_Trecho do texto_

A morte é um tema que muitas vezes evitamos. É como o sol do meio-dia, como disse certa vez um médico da Unimed Fortaleza: podemos olhar, mas não conseguimos sustentar o olhar por muito tempo. No entanto, é justamente nesses momentos de finitude que a humanidade e a compaixão se revelam com mais intensidade. Este é um relato sobre vida, morte, e o profundo impacto que um encontro pode ter na vida de um médico e de sua paciente.
Há uma semana, o médico Lindvaldo conheceu Dona Aila, uma senhora de cinquenta e poucos anos, em um leito de hospital. Antes de vê-la, ele leu seu prontuário: um diagnóstico de câncer avançado e irreversível. A pergunta que ecoou em sua mente foi: “O que eu, como médico, posso oferecer a ela?” A resposta veio em forma de presença, escuta e cuidado.
Dona Aila estava pálida e debilitada pela doença, mas seu olhar era sereno e sua voz, suave. Acompanhada pelo filho, Betinho, ela recebeu o médico com uma mistura de tristeza e esperança. Lindvaldo, com seu jeito animado e sorridente, apresentou-se e perguntou como ela estava. “Eu não estou bem. Sinto dores”, respondeu ela.
O médico prontamente se propôs a aliviar sua dor, mas a conversa que se seguiu foi além do físico. Dona Aila sabia que seu câncer estava em estágio terminal. “Ele disse que não tem mais jeito”, compartilhou, referindo-se ao oncologista que a acompanhava. Lindvaldo, com um nó na garganta, percebeu que sua missão ali não era curar, mas sim confortar.
Quando perguntou o que ela gostaria que ele fizesse, Dona Aila respondeu: “Que me curasse, doutor.” Apesar da impossibilidade, ela sorriu. Eles conversaram sobre sua vida, seus filhos, suas netas e seus desejos. Ela falou sobre o começo, o meio e o fim da vida, e confessou que gostaria de viver mais, mas aceitava que “Deus sabe de todas as coisas”.

_Material fornecido_

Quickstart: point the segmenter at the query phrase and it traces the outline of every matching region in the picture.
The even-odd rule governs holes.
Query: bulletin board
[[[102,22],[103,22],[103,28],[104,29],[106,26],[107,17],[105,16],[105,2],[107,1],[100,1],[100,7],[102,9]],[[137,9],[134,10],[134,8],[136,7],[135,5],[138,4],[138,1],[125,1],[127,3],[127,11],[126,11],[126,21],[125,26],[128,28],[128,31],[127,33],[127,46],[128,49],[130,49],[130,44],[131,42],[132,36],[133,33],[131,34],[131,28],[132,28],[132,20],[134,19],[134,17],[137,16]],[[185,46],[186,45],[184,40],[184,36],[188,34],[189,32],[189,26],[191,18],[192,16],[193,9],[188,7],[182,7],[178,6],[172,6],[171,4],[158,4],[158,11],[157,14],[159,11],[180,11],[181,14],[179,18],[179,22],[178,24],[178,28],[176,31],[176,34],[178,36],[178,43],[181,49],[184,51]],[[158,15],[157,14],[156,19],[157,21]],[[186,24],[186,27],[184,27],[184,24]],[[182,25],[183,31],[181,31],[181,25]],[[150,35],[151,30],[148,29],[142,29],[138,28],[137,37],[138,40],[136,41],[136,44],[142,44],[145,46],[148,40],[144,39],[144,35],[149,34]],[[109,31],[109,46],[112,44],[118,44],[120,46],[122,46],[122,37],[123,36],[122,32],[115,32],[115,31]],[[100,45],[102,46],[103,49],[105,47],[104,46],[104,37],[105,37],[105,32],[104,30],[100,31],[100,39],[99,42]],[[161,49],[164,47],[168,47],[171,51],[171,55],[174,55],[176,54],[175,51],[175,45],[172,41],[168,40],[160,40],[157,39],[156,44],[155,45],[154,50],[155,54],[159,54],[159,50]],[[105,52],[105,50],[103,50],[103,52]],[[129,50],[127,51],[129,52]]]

_Enunciado da tarefa 1_
Responda com base no relato:
(a) A que um médico da Unimed Fortaleza comparou a morte?
(b) Que diagnóstico Lindvaldo leu no prontuário de Dona Aila?
(c) Como se chama o filho que acompanhava Dona Aila?
_Enunciado da tarefa 2_
Reescreva o trecho do relato que começa em "Dona Aila estava" e segue até "mas sim confortar.", trocando "sereno" por "tranquilo".
_Enunciado da tarefa 3_
Na frase do relato que começa com "Eles conversaram sobre", quais são os assuntos da conversa entre o médico e Dona Aila? Liste todos.

_Solução da tarefa 1_
(a) Ao sol do meio-dia.
(b) Um câncer avançado e irreversível.
(c) Betinho.

_Solução da tarefa 2_
Dona Aila estava pálida e debilitada pela doença, mas seu olhar era tranquilo e sua voz, suave. Acompanhada pelo filho, Betinho, ela recebeu o médico com uma mistura de tristeza e esperança. Lindvaldo, com seu jeito animado e sorridente, apresentou-se e perguntou como ela estava. “Eu não estou bem. Sinto dores”, respondeu ela.
O médico prontamente se propôs a aliviar sua dor, mas a conversa que se seguiu foi além do físico. Dona Aila sabia que seu câncer estava em estágio terminal. “Ele disse que não tem mais jeito”, compartilhou, referindo-se ao oncologista que a acompanhava. Lindvaldo, com um nó na garganta, percebeu que sua missão ali não era curar, mas sim confortar.

_Solução da tarefa 3_
- sua vida
- seus filhos
- suas netas
- seus desejos